Aim of the exercise: Could you write out, word for word, only the lines from the one containing "Where can you spot the wall-mounted" through the last line of the data below?

Task input:
────────

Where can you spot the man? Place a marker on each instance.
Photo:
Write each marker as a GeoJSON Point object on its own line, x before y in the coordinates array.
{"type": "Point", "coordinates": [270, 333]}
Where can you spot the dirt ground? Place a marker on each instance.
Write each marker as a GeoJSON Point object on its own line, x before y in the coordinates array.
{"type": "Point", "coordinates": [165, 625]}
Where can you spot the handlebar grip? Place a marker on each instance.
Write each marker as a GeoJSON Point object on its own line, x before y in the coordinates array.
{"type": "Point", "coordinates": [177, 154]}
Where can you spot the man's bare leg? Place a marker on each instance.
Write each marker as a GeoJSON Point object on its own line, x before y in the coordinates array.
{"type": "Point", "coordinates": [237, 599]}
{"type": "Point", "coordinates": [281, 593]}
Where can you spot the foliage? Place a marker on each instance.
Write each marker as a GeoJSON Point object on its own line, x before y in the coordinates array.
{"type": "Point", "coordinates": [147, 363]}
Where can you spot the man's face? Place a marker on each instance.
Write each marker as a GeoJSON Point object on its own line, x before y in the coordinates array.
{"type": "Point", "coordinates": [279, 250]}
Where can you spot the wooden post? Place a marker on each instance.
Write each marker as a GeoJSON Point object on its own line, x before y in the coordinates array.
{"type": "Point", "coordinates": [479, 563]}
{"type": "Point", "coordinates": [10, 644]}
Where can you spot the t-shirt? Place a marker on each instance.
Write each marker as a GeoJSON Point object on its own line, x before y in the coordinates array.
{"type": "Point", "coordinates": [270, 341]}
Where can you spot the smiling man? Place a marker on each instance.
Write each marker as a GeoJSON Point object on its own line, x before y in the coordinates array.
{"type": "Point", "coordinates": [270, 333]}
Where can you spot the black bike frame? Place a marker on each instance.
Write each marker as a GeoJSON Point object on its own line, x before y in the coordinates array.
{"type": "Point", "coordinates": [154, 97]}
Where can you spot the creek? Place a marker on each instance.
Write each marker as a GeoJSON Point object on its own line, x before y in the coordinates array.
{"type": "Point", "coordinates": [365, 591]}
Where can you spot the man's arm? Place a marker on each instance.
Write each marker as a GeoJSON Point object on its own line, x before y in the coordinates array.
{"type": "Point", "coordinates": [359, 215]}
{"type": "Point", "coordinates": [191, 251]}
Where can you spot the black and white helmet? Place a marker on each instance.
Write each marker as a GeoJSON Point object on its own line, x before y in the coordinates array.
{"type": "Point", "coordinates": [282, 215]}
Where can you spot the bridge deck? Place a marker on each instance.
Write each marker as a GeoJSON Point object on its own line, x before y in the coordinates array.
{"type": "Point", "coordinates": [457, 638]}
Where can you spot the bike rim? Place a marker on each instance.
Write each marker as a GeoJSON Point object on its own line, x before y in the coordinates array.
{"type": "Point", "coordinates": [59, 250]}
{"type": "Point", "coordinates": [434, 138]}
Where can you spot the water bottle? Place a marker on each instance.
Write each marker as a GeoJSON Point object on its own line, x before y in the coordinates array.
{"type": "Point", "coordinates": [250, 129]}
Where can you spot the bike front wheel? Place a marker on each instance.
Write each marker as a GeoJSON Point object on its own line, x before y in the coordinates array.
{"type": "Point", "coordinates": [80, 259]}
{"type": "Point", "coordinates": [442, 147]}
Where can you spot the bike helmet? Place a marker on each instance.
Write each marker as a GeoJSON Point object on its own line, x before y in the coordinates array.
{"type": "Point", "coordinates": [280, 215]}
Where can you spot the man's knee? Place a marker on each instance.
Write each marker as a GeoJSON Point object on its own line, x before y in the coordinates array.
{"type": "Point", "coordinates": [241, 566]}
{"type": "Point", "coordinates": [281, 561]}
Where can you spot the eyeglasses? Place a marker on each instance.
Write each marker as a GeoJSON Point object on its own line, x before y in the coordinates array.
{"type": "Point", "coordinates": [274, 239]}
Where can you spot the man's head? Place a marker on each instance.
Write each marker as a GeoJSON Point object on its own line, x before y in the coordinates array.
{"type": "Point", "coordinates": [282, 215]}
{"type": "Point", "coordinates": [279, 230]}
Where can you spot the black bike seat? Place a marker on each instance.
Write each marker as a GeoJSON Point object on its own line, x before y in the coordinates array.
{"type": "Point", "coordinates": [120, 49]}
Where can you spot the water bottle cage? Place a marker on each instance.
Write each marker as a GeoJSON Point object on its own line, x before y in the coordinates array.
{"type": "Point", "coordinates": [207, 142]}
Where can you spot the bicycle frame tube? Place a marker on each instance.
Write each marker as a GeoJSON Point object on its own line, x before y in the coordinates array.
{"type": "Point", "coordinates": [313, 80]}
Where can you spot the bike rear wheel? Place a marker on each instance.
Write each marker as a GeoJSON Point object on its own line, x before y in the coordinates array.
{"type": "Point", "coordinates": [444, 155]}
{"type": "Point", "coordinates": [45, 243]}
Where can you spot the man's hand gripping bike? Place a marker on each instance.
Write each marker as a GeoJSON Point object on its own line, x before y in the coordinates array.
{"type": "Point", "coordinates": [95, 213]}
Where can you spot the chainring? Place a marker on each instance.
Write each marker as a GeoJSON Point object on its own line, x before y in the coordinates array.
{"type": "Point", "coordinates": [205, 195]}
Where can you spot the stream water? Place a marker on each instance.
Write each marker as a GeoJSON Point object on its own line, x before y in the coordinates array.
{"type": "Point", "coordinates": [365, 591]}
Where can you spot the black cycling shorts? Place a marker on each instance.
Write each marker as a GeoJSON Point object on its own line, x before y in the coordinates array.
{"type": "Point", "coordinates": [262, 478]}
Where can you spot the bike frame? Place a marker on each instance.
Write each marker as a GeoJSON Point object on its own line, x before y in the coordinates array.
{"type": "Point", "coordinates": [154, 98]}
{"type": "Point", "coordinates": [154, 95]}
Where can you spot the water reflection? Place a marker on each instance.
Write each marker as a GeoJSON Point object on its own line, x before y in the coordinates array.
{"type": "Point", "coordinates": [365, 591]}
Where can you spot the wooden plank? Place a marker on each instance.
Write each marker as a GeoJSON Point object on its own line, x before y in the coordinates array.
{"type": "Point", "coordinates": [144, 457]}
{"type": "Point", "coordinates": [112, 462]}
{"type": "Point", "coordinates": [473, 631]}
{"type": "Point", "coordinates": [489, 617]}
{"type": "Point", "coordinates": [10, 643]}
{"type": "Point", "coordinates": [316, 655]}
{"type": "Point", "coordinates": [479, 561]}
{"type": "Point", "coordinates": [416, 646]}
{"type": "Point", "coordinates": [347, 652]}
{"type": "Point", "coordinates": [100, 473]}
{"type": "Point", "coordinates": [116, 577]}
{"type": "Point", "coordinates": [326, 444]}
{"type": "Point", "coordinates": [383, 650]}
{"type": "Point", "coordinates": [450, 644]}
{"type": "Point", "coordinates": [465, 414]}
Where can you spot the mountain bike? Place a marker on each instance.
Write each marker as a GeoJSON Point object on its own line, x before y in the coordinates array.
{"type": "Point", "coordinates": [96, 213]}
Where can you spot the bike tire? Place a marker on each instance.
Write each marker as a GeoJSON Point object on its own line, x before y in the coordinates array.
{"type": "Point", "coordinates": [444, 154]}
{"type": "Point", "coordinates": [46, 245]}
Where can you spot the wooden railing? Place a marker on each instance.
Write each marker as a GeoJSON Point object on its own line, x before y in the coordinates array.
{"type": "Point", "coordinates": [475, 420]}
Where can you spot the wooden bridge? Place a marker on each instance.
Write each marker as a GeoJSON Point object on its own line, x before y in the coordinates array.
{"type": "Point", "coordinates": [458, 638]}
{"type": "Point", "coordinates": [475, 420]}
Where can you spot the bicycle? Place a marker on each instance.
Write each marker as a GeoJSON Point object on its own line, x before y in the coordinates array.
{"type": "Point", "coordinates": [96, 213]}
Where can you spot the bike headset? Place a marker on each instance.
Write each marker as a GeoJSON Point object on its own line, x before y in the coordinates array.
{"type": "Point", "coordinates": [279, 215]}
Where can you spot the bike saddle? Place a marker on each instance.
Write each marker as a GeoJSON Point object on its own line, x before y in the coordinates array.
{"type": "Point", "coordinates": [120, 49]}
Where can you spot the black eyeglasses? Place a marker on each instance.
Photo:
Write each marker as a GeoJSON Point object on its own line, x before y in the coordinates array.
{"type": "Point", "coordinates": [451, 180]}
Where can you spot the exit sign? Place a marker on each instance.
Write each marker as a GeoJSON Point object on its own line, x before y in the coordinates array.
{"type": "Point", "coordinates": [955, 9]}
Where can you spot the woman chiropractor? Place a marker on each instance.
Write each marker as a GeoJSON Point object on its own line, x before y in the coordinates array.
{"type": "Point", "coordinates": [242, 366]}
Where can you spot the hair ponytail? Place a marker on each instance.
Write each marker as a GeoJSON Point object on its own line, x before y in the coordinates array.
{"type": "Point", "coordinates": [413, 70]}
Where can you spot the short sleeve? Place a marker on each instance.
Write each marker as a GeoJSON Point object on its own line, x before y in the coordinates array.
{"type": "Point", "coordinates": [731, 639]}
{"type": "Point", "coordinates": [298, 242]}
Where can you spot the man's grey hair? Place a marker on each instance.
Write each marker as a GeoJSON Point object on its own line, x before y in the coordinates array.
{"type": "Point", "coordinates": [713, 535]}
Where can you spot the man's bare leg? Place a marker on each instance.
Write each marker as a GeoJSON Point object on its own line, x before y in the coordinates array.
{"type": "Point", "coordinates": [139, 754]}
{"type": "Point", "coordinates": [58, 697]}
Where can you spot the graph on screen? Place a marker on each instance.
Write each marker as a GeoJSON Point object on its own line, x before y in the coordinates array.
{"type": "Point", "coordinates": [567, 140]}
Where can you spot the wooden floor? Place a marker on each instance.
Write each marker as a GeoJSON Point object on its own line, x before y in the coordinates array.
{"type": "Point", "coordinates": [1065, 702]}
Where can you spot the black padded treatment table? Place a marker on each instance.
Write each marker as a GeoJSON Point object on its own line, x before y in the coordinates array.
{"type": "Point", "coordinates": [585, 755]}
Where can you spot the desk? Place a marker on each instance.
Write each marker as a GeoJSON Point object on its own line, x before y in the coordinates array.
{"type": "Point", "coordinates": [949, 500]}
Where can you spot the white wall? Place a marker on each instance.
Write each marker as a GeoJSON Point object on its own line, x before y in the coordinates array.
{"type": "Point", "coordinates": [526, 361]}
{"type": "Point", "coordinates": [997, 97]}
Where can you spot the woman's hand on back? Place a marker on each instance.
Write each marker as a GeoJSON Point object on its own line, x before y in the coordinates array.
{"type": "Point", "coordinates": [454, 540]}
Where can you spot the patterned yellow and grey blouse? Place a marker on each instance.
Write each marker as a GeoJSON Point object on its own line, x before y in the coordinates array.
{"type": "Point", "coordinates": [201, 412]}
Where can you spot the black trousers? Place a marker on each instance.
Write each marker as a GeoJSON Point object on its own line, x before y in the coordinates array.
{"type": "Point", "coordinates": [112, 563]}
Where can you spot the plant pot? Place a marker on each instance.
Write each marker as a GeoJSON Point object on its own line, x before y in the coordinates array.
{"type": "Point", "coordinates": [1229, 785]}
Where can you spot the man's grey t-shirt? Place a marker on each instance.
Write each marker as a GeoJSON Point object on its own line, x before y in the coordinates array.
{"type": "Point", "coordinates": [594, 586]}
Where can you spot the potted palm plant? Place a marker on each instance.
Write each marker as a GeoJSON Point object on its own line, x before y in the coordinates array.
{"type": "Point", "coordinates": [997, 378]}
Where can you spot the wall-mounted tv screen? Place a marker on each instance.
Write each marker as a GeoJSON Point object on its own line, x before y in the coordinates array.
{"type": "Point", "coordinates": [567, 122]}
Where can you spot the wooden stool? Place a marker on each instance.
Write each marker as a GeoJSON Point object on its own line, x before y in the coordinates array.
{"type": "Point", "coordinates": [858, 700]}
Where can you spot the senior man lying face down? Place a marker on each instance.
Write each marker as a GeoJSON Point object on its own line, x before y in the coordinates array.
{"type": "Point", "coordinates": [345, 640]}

────────

Answer for this exercise:
Where can you spot the wall-mounted tv screen? Place a marker on each instance.
Write each marker as a GeoJSON Point object on its own line, x before y in the coordinates array.
{"type": "Point", "coordinates": [567, 122]}
Where can you spot the wooden stool? Place a marker on each instance.
Write each marker as a GeoJSON Point object on its own line, x before y in the coordinates array.
{"type": "Point", "coordinates": [858, 700]}
Where can you spot the senior man lying face down? Place a marker on each instance.
Write each marker as a GeoJSON Point object on its own line, x before y in the coordinates array.
{"type": "Point", "coordinates": [345, 640]}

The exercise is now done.